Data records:
----------

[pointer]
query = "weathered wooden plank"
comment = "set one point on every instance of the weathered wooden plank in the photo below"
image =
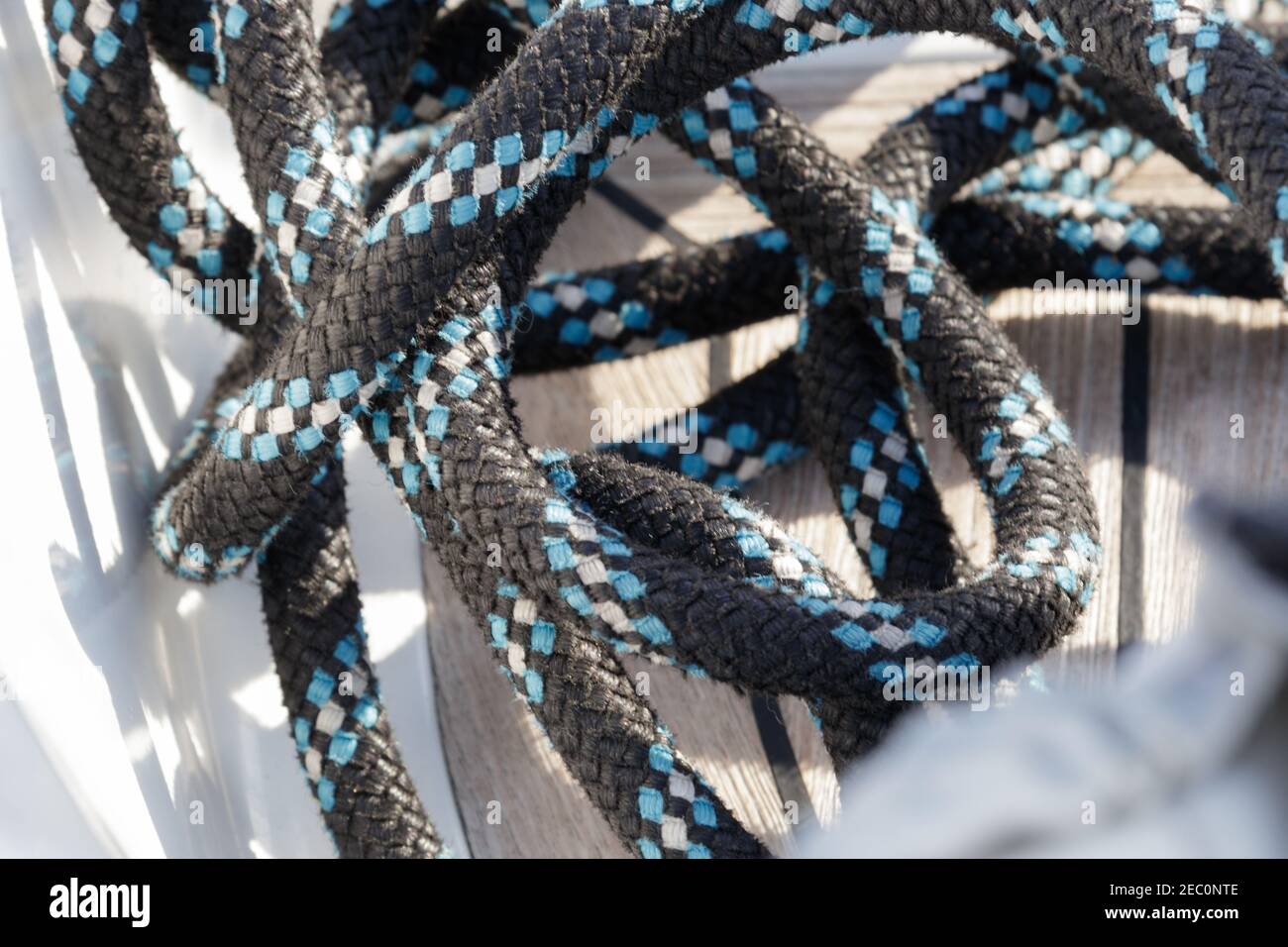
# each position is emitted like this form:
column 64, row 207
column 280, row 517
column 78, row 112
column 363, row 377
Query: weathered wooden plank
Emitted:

----------

Goal: Reproduce the material above in full, exactly, with no images.

Result of this task:
[pointer]
query = "weathered wooden plank"
comment = "set one point on every instance of the weathered wooden plank in the photo below"
image =
# each position is emitted like this form:
column 64, row 207
column 280, row 517
column 78, row 112
column 363, row 377
Query: weathered wooden plank
Emitted:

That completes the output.